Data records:
◆ ◆ ◆ ◆ ◆
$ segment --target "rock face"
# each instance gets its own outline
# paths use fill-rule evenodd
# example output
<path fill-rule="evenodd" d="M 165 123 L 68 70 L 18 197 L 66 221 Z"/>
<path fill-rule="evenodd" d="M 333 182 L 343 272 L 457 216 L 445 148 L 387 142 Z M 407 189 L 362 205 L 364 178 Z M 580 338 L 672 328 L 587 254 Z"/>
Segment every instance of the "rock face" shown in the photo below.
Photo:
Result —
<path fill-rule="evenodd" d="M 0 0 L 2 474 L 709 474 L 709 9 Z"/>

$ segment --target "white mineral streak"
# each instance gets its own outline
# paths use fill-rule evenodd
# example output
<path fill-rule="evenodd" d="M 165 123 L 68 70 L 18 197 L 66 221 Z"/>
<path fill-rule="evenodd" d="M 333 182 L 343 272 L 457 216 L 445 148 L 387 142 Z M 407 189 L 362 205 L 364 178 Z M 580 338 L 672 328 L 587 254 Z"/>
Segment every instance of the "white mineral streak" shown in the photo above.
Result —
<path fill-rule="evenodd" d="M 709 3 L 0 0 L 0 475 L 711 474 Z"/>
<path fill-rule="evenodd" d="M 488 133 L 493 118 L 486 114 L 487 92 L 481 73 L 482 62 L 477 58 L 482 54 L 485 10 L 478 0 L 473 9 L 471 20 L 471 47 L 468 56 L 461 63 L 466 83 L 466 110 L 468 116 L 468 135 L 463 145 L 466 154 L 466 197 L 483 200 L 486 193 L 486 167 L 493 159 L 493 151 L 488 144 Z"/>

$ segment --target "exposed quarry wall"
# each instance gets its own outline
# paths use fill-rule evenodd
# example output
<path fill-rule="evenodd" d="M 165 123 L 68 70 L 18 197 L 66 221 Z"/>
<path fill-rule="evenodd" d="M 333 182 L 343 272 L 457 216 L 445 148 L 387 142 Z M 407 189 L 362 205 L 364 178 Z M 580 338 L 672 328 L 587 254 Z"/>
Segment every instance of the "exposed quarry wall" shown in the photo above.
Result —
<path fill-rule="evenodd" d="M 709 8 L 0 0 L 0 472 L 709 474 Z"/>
◆ ◆ ◆ ◆ ◆
Repeat all of the material above word for word.

$ segment --target "rock face"
# each instance gets its own outline
# paths use fill-rule evenodd
# example output
<path fill-rule="evenodd" d="M 165 123 L 68 70 L 18 197 L 66 221 Z"/>
<path fill-rule="evenodd" d="M 333 182 L 343 272 L 457 216 L 445 148 L 387 142 Z M 407 189 L 362 205 L 364 178 Z M 580 338 L 672 328 L 587 254 Z"/>
Segment every instance of the "rock face" shown in the photo below.
Photo:
Result —
<path fill-rule="evenodd" d="M 0 0 L 2 474 L 709 474 L 709 9 Z"/>

$ segment --target "white mineral streak"
# each instance gets its own outline
# paths use fill-rule evenodd
# example output
<path fill-rule="evenodd" d="M 165 123 L 68 70 L 18 197 L 66 221 Z"/>
<path fill-rule="evenodd" d="M 333 182 L 343 272 L 457 216 L 445 148 L 387 142 Z M 407 189 L 362 205 L 364 178 Z M 580 338 L 672 328 L 587 254 Z"/>
Segment every instance of the "white mineral streak" shown in the photo above.
Result —
<path fill-rule="evenodd" d="M 709 3 L 0 0 L 0 475 L 711 474 Z"/>
<path fill-rule="evenodd" d="M 488 133 L 493 118 L 486 114 L 487 92 L 481 73 L 482 62 L 477 58 L 482 54 L 485 10 L 478 0 L 473 9 L 471 20 L 471 47 L 468 56 L 461 63 L 466 83 L 466 110 L 468 116 L 468 135 L 463 145 L 466 154 L 466 197 L 483 200 L 486 193 L 486 167 L 493 159 L 493 151 L 488 144 Z"/>

$ segment --target "exposed quarry wall"
# each instance gets its own outline
# paths use fill-rule evenodd
# example output
<path fill-rule="evenodd" d="M 165 123 L 68 70 L 18 197 L 66 221 Z"/>
<path fill-rule="evenodd" d="M 333 182 L 343 272 L 457 216 L 445 148 L 387 142 Z M 407 189 L 362 205 L 364 178 Z M 580 338 L 672 328 L 587 254 Z"/>
Segment every instance of the "exposed quarry wall" shown in the photo above.
Result —
<path fill-rule="evenodd" d="M 709 8 L 0 0 L 0 472 L 709 474 Z"/>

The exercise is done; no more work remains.